::: Raw data :::
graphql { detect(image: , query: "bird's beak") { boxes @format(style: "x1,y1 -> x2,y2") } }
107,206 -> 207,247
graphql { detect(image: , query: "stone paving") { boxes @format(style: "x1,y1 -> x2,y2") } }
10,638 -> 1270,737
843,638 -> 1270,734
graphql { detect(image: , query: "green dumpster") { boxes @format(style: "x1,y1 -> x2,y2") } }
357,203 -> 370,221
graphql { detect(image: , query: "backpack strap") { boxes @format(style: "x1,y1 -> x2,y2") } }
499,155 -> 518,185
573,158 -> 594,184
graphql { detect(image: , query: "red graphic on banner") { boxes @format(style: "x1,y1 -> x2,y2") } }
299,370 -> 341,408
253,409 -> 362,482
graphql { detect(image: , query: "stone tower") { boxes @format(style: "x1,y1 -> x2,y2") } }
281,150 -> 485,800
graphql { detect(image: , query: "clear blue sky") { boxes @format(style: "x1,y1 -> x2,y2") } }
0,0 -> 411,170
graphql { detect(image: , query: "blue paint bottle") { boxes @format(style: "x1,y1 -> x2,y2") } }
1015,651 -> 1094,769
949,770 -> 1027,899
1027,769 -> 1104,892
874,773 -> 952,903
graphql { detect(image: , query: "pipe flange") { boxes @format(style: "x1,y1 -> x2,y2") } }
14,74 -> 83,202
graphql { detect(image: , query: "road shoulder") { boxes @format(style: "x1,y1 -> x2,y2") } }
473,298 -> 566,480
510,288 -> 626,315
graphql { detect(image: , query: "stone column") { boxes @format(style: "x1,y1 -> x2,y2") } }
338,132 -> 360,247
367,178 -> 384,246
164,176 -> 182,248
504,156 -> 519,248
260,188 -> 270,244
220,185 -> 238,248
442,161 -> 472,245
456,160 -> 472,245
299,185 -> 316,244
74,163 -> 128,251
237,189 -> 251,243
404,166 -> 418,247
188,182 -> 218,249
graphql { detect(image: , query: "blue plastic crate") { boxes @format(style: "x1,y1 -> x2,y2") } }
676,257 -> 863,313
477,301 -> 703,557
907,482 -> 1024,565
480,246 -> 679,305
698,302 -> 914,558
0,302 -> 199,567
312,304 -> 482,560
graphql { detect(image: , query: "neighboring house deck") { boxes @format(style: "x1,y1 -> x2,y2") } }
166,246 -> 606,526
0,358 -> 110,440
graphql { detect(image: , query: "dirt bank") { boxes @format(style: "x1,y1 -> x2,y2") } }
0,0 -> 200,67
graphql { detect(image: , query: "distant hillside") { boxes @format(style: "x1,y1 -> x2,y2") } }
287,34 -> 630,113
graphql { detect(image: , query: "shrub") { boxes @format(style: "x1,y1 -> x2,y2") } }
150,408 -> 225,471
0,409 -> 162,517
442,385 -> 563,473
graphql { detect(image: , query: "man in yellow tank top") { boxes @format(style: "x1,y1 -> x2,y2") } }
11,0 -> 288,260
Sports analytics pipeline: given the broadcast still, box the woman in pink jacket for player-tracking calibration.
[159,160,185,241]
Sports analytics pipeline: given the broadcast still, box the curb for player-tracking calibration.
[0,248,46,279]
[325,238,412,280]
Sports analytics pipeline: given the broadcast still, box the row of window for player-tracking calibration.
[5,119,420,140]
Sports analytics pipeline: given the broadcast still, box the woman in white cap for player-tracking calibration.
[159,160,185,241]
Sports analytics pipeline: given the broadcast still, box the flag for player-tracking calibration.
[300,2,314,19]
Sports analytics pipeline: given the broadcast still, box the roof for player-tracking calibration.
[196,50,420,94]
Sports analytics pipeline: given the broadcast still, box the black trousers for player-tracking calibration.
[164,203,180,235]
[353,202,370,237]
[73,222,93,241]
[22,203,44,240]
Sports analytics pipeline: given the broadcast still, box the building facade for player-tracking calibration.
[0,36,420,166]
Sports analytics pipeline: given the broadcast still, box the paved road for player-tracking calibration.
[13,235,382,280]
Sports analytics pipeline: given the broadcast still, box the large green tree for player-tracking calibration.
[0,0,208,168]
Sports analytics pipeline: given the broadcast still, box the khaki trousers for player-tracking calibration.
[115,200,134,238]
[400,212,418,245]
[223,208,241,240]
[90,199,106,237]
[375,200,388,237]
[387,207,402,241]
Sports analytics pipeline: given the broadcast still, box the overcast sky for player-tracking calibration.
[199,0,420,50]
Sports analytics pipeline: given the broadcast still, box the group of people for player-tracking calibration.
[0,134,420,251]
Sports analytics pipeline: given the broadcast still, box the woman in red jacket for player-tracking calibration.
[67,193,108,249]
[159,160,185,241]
:::
* _Stated problem_:
Select every line in the entries that contains the word "blue", and copy each one out in full.

* _Written solution_:
graphql { detect(image: , query: "clear blue sky") { boxes @format(style: "x1,y1 -> x2,y2") } }
graphql { detect(image: , query: "blue paint bottle") { boxes @format(style: "x1,y1 -> x2,y2") } }
graphql { detect(image: , query: "blue plastic crate") { boxes @format(style: "x1,y1 -> x2,y2") } }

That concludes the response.